## PROBLEM STATEMENT
Extract every line in the listing below that contains the word "green", and copy each such line in full.

···

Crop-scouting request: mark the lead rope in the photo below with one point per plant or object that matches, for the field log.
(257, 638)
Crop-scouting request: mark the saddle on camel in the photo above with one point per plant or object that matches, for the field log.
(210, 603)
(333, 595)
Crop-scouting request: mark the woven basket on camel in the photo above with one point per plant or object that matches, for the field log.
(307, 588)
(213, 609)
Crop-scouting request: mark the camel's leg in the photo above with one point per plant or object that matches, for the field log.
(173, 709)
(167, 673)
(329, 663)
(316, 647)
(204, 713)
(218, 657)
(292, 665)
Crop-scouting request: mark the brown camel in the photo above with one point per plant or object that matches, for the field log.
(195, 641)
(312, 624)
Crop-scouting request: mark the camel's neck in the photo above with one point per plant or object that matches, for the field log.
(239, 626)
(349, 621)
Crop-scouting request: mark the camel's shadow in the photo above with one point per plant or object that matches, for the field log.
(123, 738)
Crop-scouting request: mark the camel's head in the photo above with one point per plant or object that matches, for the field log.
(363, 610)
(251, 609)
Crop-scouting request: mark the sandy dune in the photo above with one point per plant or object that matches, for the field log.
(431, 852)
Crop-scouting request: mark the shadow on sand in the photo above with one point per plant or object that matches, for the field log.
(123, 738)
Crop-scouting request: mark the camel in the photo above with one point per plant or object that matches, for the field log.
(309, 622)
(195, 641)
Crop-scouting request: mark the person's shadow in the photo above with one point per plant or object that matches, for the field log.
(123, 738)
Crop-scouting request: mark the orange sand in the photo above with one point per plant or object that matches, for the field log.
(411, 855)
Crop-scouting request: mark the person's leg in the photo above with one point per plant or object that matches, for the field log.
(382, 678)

···

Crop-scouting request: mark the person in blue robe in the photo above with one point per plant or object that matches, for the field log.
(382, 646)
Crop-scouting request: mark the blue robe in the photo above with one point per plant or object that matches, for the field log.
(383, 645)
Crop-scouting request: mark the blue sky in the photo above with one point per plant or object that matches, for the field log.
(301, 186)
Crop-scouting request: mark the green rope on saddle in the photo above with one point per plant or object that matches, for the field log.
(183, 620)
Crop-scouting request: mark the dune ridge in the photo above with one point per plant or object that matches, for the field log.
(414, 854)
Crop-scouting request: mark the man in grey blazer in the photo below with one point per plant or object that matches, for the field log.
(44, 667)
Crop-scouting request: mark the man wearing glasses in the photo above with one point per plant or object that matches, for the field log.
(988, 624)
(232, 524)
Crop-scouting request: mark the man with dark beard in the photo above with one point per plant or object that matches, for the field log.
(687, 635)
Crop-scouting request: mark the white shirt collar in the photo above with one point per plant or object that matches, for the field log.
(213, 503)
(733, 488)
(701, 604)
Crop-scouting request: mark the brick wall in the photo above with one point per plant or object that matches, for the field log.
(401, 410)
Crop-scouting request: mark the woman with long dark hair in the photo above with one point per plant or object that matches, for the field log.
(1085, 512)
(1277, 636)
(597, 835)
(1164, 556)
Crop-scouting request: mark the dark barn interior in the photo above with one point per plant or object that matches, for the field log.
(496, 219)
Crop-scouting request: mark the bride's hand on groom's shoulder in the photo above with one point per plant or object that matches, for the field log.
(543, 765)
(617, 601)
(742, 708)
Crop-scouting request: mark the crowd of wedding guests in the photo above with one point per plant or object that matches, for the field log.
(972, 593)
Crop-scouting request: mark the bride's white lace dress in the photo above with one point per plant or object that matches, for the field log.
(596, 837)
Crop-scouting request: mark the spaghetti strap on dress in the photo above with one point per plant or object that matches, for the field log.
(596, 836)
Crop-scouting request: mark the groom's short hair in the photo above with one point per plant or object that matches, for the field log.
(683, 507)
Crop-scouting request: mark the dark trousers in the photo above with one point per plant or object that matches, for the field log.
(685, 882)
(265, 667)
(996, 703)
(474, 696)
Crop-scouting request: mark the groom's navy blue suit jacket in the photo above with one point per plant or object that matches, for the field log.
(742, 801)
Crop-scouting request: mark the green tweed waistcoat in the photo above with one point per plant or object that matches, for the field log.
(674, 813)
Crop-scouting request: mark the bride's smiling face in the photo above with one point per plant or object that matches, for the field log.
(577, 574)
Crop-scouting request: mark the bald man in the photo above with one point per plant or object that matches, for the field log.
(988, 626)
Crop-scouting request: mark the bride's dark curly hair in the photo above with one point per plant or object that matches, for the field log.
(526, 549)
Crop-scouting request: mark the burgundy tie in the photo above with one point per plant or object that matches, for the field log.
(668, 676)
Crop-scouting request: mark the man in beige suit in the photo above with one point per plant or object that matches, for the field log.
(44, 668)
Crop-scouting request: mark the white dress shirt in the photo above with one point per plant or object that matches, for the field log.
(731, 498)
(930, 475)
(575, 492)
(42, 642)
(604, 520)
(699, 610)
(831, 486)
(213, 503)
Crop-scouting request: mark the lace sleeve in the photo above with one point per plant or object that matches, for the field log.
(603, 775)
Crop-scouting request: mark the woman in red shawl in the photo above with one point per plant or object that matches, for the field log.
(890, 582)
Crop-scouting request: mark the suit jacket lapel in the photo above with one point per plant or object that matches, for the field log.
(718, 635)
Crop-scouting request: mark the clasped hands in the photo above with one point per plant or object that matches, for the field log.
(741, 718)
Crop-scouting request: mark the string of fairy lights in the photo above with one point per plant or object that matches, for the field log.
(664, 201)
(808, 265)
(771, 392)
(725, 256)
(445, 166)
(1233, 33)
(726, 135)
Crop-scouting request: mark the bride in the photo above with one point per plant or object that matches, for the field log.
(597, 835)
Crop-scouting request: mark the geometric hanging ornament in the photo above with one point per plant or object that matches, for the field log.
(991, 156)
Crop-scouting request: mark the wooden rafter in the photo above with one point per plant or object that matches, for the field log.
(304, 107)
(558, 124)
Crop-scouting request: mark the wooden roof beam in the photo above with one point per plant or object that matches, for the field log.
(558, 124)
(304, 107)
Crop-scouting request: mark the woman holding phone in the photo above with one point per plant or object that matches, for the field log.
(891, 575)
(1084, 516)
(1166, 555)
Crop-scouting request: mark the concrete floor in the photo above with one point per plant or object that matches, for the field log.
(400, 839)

···

## SOLUTION FOR THIS TASK
Crop-scouting request: mark the green rope on saddle in the photo above with one point per plant or object that matches, for the field log.
Crop-scouting request: mark the green tweed waistcoat in the photo above with one point per plant or object that matches, for the field log.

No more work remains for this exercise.